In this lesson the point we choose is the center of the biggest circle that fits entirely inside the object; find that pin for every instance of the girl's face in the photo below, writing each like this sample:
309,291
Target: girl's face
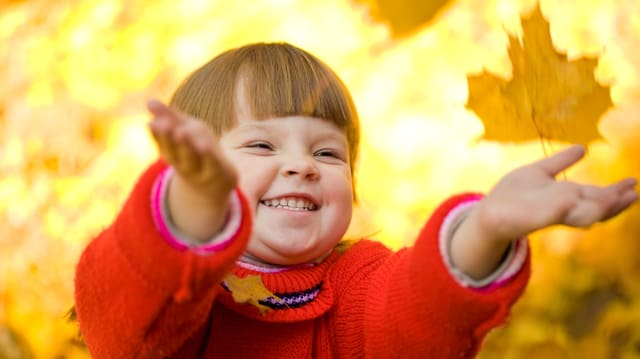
295,172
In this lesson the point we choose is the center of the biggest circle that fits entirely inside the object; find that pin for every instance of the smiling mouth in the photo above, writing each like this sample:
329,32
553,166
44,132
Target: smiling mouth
291,204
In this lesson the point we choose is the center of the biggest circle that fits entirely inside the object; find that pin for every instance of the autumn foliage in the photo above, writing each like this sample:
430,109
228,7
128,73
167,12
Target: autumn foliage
452,94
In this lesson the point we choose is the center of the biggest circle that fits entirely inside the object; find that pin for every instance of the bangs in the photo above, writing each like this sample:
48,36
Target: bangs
276,80
286,82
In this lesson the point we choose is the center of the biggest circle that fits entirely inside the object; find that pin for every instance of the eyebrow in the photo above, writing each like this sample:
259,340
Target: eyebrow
340,136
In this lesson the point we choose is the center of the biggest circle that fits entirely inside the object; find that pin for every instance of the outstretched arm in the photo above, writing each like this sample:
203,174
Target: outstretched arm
528,199
198,195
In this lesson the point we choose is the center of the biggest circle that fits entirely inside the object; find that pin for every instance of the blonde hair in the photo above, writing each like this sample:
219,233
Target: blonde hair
279,80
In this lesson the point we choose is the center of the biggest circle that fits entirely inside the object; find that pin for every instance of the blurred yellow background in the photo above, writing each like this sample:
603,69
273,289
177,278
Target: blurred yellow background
76,74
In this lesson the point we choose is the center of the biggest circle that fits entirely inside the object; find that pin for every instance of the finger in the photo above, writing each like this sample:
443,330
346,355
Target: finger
160,110
584,214
626,200
164,140
562,160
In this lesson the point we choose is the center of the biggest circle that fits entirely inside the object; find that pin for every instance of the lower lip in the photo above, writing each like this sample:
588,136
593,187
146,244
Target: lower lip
287,210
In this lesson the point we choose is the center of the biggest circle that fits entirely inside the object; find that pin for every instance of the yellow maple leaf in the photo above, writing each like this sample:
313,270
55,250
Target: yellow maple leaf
548,96
250,290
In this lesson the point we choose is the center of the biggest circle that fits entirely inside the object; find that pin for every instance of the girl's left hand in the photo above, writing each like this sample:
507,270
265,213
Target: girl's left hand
530,198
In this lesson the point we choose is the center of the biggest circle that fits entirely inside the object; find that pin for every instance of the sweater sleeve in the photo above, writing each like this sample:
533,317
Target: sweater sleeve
136,295
414,302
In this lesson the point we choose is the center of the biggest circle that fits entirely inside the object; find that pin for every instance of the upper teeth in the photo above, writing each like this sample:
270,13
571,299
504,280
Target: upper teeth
291,203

==============================

**BRIEF:**
Copy the material exactly. Do not include the pictures.

**EXERCISE OUTPUT:**
In this lesson the point we choose is the center of the biggest circle that fits entirely inside the object; find that pin for every instance of the girl's face in the photo below, writing each like this sample:
309,291
Target: girl's face
295,172
In this lesson the point we choose is the center of the biggest circle that fits entirely inside the object; find that pin for every instance of the smiling mouth in the photo above, writing each like this sample:
329,32
553,166
44,132
Target: smiling mouth
291,204
In this lesson the point we choose is the center of the biggest circle that fits entirely inside the object; find that pin for every instance of the autumn foliage in the photo above, writing each like this sample:
430,109
228,7
128,73
167,12
Target: autumn foliage
452,94
In this lesson the point we choose is the center of the biggest circle that fits entirely inside the object; find that pin for every instance of the bangs in the photo above, writing each like this sample:
48,36
Target: bangs
276,80
286,82
In this lesson the point we choose is the center of the biggest circle that fits entirely inside the object; find that pin for every instance of the eyebrow in the photo above, writing each like this sample:
259,340
Target: eyebrow
340,136
In this lesson the point we choose is the center of the biggest circle that fits entirely inside the object; find that pin for every instance of the outstretched arm in the photo above, writing each like this sample:
203,174
Target: outstretched arm
528,199
198,195
In this lesson the point we choose is the center of the biggest circle that fits entirely inside the object; find that pin for every instance of the blonde hair in the photo above, writing each like this sample:
219,233
Target: blonde hair
279,80
In this lesson the point we choose is the center of the biggest circle that fits entirely inside the object; find that pin for every instance of the blurred yellow background in the photo above, writing each like this sample:
603,69
273,289
177,278
Target: blurred yellow background
76,74
In this lesson the point we choose is the center of the biggest circle that fits entirely inside the object; find that pin for every instance of the finger in the photo above, writing each like this sample:
443,330
346,355
Target: finger
160,110
584,214
626,200
164,140
562,160
In this lesson the point we choose is the center of the biggest circle that fits entirely inside the object; find that pin for every instance of the lower lip in the photo above, writing each like this sample:
588,136
593,187
146,244
Target: lower lip
287,210
In this lesson the point we choose is the center of the biggest circle that fits entirely inside the object; find that pin for every instance of the yellow maple leaf in the photo above, writing each like this sample:
313,270
55,250
Target: yellow maple leaf
548,96
250,290
In this lesson the point we choose is the center of the biggest circle that fits entirely inside the object; find that pin for every instance of the girl's left hand in the photo above, writing each like this sample:
507,270
265,213
Target: girl's left hand
530,198
In this lesson the point we choose is the center of the biggest circle that fits entirely inside the object; find that pin for every instance of the sweater sleeve in the photo above, writing each like this sample:
533,317
Target: sweater sleeve
136,295
414,302
In this lesson the point we choose is the center of the biggest circle that fits entirely inside the object; find that pin for every instance of the upper teeth in the photo above, writing each like this sample:
270,13
571,299
504,280
Target: upper teeth
291,203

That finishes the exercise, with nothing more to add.